### Problem details:
Go through the rows below and copy out each line that contains the string "performer".

### Record set:
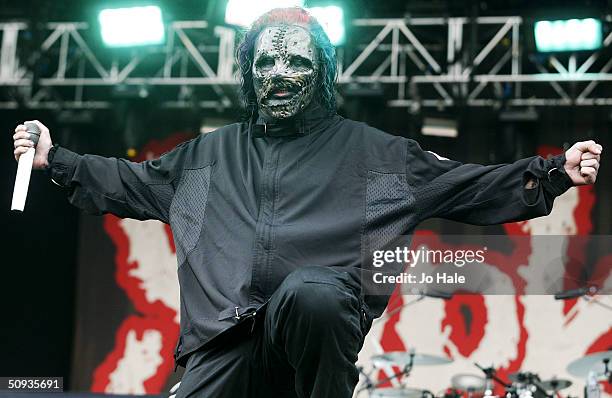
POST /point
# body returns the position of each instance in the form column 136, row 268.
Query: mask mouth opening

...

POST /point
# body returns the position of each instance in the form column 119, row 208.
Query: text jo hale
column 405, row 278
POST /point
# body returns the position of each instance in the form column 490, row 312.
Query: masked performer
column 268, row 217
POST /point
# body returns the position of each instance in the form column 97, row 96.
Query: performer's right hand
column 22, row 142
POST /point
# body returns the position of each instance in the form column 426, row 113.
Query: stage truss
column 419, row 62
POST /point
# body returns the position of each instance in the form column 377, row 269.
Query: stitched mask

--

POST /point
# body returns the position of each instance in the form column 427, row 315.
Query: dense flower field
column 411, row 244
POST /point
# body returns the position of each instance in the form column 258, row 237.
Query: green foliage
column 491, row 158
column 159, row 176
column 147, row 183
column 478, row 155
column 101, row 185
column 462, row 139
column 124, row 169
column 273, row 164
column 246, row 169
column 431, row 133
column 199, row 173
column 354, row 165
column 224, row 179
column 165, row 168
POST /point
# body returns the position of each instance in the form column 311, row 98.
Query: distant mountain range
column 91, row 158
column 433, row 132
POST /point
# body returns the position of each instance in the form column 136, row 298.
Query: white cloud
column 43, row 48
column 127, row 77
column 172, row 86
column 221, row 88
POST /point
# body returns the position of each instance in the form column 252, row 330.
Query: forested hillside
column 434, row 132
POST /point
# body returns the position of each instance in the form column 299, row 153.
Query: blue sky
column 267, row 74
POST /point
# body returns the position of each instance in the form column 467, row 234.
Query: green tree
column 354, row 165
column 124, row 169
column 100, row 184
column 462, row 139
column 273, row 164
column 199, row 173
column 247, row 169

### Answer to this problem:
Query: masked performer
Query: performer's right hand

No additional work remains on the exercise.